** SOURCE DATA **

■ ■ ■ ■ ■ ■ ■

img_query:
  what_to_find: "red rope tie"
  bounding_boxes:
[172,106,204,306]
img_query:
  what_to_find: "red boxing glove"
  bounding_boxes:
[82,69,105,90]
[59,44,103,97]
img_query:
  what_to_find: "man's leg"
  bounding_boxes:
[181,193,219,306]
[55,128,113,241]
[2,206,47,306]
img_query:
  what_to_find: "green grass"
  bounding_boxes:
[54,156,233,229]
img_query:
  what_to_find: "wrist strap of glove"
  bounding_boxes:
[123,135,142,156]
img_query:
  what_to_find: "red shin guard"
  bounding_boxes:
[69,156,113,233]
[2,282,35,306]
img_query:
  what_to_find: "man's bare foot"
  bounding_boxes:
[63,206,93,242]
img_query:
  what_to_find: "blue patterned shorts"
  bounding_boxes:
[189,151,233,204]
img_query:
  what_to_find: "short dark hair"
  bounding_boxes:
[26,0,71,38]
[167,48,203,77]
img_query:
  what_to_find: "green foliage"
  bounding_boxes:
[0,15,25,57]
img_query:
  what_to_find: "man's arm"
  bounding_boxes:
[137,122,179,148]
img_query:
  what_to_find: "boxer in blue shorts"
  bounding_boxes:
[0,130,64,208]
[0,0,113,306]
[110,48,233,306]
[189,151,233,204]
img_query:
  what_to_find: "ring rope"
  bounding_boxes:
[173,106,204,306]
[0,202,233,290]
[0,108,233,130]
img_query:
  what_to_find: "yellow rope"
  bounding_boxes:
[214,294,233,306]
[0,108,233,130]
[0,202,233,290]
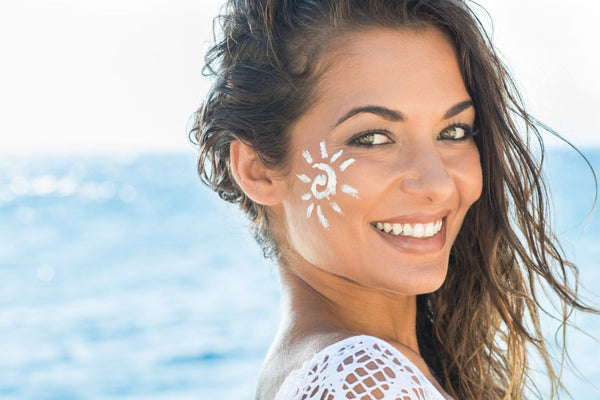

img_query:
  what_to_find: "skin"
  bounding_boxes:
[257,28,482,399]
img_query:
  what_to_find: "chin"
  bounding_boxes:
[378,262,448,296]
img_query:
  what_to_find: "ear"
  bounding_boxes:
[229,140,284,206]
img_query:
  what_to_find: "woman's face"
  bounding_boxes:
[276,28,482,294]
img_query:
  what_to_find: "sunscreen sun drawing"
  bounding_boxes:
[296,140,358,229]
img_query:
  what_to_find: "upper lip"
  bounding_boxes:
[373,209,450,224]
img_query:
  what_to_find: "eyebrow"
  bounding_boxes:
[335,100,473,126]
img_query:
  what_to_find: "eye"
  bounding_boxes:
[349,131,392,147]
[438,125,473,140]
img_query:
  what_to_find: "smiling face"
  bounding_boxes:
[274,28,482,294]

■ ■ ■ ■ ■ ■ ■

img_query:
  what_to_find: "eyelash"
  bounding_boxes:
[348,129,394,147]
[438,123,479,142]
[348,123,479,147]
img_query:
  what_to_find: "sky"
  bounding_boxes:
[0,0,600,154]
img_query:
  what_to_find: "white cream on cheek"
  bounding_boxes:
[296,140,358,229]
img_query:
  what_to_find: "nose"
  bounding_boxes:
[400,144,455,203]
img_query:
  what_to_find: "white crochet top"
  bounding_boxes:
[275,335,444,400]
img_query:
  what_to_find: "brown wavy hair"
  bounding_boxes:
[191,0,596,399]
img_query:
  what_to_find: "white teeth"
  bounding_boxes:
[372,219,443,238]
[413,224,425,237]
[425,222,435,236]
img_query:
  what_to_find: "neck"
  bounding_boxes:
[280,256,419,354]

■ ■ ■ ■ ■ ■ ■

** WHAT THIS TASK INVOLVES **
Locate each line of the listing above that contains the string "rope", treating uppercase and lowercase as different, and copy those lines in full.

** FULL RESPONSE **
  what_to_find: "red rope tie"
  what_to_find: "ring rope"
  what_to_find: "yellow rope"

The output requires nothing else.